Exercise goal:
Copy out the passage on adding coupled reactions to reach an overall ΔG° below zero, word for word and in full.

9.7.4 Net Favorability: Adding Reactions to Obtain Overall ΔG° < 0

AP Syllabus focus: ‘In a coupled system, summing the individual reactions yields an overall reaction that achieves the desired outcome and has ΔG° < 0.’

Coupled reactions let chemistry “pay” for an unfavored change by combining it with a favored one.

Reaction-coordinate diagrams for exergonic and endergonic reactions, showing how Gibbs free energy changes from reactants to products. The sign of $\Delta G$ is determined by the relative energies of reactants and products (downhill for exergonic, uphill for endergonic). This is the energetic picture that coupling exploits: a sufficiently downhill step can offset an uphill step in the net sum. Source

This page focuses on how adding reactions makes a net process thermodynamically favored by ensuring an overall negative standard free energy change.

Core idea: net favorability comes from adding reactions

In reaction coupling, you combine multiple chemical equations so that unwanted steps are offset by strongly favorable steps. Thermodynamic favorability under standard conditions is judged by the sign of ΔG° for the overall reaction.

Overall reaction: the net chemical equation obtained by algebraically adding component reactions and canceling any species that appear on both sides.

To get a desired product, you choose component reactions that share species (often intermediates) so they cancel when summed, leaving the target transformation.

The criterion you are trying to achieve

The syllabus requirement can be stated operationally: when you add the individual reactions, you must also add their ΔG° values. If the result is negative, the coupled net reaction is thermodynamically favored under standard conditions.

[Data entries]
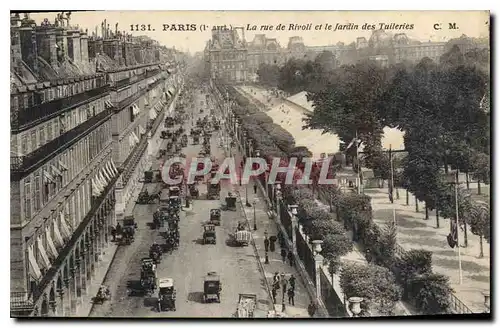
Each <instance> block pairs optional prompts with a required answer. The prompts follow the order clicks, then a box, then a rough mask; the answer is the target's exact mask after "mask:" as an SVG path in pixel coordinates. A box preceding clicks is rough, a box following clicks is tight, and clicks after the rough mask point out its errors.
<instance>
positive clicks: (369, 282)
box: [340, 263, 401, 314]
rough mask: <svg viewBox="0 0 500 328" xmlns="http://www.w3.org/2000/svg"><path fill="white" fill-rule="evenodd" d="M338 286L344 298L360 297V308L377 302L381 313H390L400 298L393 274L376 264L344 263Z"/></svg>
mask: <svg viewBox="0 0 500 328" xmlns="http://www.w3.org/2000/svg"><path fill="white" fill-rule="evenodd" d="M340 286H341V288H342V291H343V292H344V294H345V297H346V298H350V297H353V296H357V297H362V298H363V299H365V300H366V303H365V302H363V303H362V306H361V307H362V309H363V310H365V311H366V310H368V308H369V304H370V303H375V304H377V305H378V306H377V308H378V310H379V311H381V312H382V313H387V314H389V313H391V312H393V310H394V307H395V305H396V302H398V301H399V300H400V299H401V292H400V289H399V287H398V286H397V284H396V280H395V278H394V275H393V274H392V273H391V272H390V271H389V270H388V269H387V268H383V267H380V266H377V265H365V264H359V263H346V264H344V265H343V266H342V270H341V273H340Z"/></svg>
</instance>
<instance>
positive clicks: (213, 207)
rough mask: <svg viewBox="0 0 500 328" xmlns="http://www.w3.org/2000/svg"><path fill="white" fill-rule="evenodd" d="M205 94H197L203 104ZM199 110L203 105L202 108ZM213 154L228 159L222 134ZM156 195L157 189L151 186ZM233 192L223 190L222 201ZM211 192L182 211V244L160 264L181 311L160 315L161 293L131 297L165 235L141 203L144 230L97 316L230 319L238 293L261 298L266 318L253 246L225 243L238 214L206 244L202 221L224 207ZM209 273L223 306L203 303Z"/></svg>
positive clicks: (218, 227)
mask: <svg viewBox="0 0 500 328" xmlns="http://www.w3.org/2000/svg"><path fill="white" fill-rule="evenodd" d="M204 97H205V95H204V94H201V93H200V92H199V91H198V92H197V93H196V101H195V104H196V105H197V106H198V105H199V104H200V101H201V100H204ZM197 112H199V107H197ZM199 149H200V146H193V145H190V146H188V148H187V149H186V148H185V149H184V150H183V151H184V153H185V154H186V155H187V157H188V158H189V157H191V156H196V154H197V153H198V151H199ZM212 153H213V155H215V156H217V157H218V158H221V159H222V157H223V153H222V150H221V149H220V148H218V140H217V136H216V135H215V134H214V136H213V138H212ZM147 188H148V190H149V191H150V192H151V191H152V190H153V189H154V188H155V185H153V184H149V185H147ZM228 191H229V186H228V187H225V186H222V191H221V198H224V197H225V196H226V195H227V192H228ZM205 193H206V188H205V187H204V186H201V188H200V195H201V198H202V199H200V200H195V201H194V204H193V209H192V210H191V211H187V212H182V213H181V221H180V223H179V226H180V236H181V238H180V246H179V249H178V250H176V251H174V253H173V254H171V255H169V254H165V255H163V259H162V262H161V263H160V264H159V265H158V268H157V272H158V277H170V278H173V279H174V281H175V286H176V289H177V302H176V307H177V311H176V312H162V313H158V311H157V309H156V304H157V303H156V302H157V299H156V295H153V297H149V298H148V297H144V296H127V283H128V282H129V281H137V280H139V278H140V261H141V258H143V257H147V256H148V251H149V247H150V245H151V244H152V242H153V240H158V241H162V237H160V236H159V235H158V233H157V232H156V231H154V230H151V229H150V228H149V227H148V225H147V223H148V222H150V221H152V213H153V212H154V210H155V209H156V207H157V205H137V206H136V207H135V209H134V215H135V217H136V221H137V222H138V225H139V229H138V231H137V233H136V236H137V238H136V240H135V242H134V243H133V244H132V245H130V246H123V247H120V248H119V249H118V253H117V254H116V257H115V260H114V262H113V264H112V266H111V269H110V272H109V273H108V276H107V278H106V281H105V282H104V284H105V285H107V286H109V287H110V288H111V292H112V297H113V298H112V300H111V301H110V302H108V303H105V304H104V305H96V306H95V307H94V309H93V311H92V313H91V316H93V317H103V316H106V317H231V316H233V315H234V313H235V312H236V304H237V302H238V294H239V293H253V294H257V298H258V309H257V311H256V313H255V316H265V314H266V313H267V310H268V297H267V292H266V290H265V283H264V281H263V278H262V276H261V274H260V273H259V270H258V265H257V260H256V258H255V254H254V252H253V249H252V247H250V246H248V247H244V248H236V247H231V246H228V245H226V240H227V239H228V234H229V233H230V232H232V231H233V230H234V228H235V227H236V225H237V221H238V220H241V211H240V210H241V209H238V212H223V213H222V224H221V226H220V227H218V228H217V244H216V245H201V243H200V241H201V236H202V231H203V228H202V223H203V222H205V221H206V220H208V219H209V210H210V209H211V208H217V207H219V206H220V201H217V200H212V201H209V200H203V198H204V194H205ZM209 271H217V272H218V273H219V274H220V276H221V281H222V284H223V286H222V288H223V290H222V294H221V303H211V304H204V303H202V296H203V277H204V275H205V274H206V273H207V272H209Z"/></svg>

Response box:
9.7.4 Net Favorability: Adding Reactions to Obtain Overall ΔG° < 0

AP Syllabus focus: ‘In a coupled system, summing the individual reactions yields an overall reaction that achieves the desired outcome and has ΔG° < 0.’

Coupled reactions let chemistry “pay” for an unfavored change by combining it with a favored one.

Reaction-coordinate diagrams for exergonic and endergonic reactions, showing how Gibbs free energy changes from reactants to products. The sign of $\Delta G$ is determined by the relative energies of reactants and products (downhill for exergonic, uphill for endergonic). This is the energetic picture that coupling exploits: a sufficiently downhill step can offset an uphill step in the net sum. Source

This page focuses on how adding reactions makes a net process thermodynamically favored by ensuring an overall negative standard free energy change.

Core idea: net favorability comes from adding reactions

In reaction coupling, you combine multiple chemical equations so that unwanted steps are offset by strongly favorable steps. Thermodynamic favorability under standard conditions is judged by the sign of ΔG° for the overall reaction.

Overall reaction: the net chemical equation obtained by algebraically adding component reactions and canceling any species that appear on both sides.

To get a desired product, you choose component reactions that share species (often intermediates) so they cancel when summed, leaving the target transformation.

The criterion you are trying to achieve

The syllabus requirement can be stated operationally: when you add the individual reactions, you must also add their ΔG° values. If the result is negative, the coupled net reaction is thermodynamically favored under standard conditions.